● **WHAT IS EXPECTED**
How many lines in the entries below contain the string "black", with case counting? Give only the number.

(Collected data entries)
_ _ _
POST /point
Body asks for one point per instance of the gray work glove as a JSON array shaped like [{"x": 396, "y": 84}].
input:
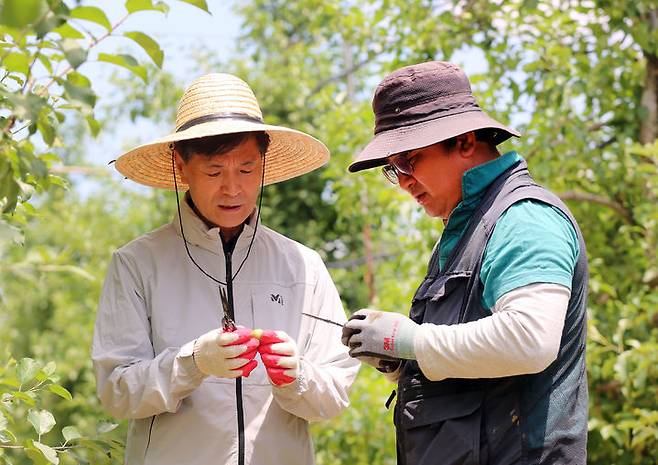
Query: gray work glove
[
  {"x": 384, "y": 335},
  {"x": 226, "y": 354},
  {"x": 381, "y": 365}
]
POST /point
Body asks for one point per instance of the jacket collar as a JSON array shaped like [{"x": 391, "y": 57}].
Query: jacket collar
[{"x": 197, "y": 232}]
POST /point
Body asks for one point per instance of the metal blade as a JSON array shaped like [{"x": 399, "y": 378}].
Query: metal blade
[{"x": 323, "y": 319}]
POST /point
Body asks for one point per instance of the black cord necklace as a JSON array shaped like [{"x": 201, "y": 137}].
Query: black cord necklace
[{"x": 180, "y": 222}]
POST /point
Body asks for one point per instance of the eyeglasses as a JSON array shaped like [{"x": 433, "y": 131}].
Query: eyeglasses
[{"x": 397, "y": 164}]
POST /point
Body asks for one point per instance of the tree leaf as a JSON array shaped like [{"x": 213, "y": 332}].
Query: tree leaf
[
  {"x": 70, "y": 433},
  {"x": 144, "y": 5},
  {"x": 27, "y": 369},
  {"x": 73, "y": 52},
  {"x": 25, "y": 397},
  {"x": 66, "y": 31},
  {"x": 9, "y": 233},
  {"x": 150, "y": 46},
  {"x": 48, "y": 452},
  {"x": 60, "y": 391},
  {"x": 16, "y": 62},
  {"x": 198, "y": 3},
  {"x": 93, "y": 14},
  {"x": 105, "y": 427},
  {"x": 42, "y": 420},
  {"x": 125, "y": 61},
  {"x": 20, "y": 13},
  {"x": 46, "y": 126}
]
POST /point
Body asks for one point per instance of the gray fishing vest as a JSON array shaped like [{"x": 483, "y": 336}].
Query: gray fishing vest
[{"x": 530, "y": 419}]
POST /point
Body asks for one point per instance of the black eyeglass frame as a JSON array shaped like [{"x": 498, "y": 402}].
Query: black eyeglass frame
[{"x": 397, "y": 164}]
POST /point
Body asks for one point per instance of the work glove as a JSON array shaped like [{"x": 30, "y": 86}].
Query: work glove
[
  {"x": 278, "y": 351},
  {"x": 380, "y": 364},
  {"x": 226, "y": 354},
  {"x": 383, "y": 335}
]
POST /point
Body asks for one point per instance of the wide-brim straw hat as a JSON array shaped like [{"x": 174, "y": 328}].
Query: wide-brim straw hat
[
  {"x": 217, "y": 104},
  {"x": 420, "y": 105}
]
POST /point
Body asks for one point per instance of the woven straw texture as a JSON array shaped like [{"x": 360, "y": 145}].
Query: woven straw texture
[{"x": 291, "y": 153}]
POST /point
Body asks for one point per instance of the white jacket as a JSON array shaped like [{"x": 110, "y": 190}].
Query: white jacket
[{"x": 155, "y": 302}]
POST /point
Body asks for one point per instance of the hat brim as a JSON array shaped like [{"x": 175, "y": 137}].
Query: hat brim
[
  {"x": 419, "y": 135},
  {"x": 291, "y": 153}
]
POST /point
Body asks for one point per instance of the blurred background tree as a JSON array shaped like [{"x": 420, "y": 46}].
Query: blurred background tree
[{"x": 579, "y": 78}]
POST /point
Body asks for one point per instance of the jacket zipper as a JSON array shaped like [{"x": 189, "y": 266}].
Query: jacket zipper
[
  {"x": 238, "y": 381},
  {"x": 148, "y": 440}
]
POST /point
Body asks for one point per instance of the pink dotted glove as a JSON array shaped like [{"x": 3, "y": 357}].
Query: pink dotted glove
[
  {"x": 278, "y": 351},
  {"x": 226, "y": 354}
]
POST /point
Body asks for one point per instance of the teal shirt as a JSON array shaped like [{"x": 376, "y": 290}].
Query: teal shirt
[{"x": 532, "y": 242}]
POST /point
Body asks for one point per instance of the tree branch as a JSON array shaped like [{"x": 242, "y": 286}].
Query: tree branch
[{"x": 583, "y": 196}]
_ _ _
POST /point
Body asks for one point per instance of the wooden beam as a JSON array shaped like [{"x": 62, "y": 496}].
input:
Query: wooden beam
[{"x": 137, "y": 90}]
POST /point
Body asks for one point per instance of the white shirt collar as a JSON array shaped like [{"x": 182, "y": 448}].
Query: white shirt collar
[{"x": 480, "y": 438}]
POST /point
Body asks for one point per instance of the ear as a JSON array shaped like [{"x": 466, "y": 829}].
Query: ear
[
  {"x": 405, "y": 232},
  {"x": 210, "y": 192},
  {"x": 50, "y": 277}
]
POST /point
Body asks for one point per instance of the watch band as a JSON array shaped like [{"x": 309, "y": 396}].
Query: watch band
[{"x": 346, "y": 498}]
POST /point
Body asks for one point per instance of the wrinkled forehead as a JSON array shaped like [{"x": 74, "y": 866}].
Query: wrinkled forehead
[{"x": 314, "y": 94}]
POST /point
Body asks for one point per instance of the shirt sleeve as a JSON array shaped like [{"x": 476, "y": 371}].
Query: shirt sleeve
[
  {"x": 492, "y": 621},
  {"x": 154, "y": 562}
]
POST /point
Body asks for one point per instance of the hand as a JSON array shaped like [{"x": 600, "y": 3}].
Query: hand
_ _ _
● **EXERCISE RESULT**
4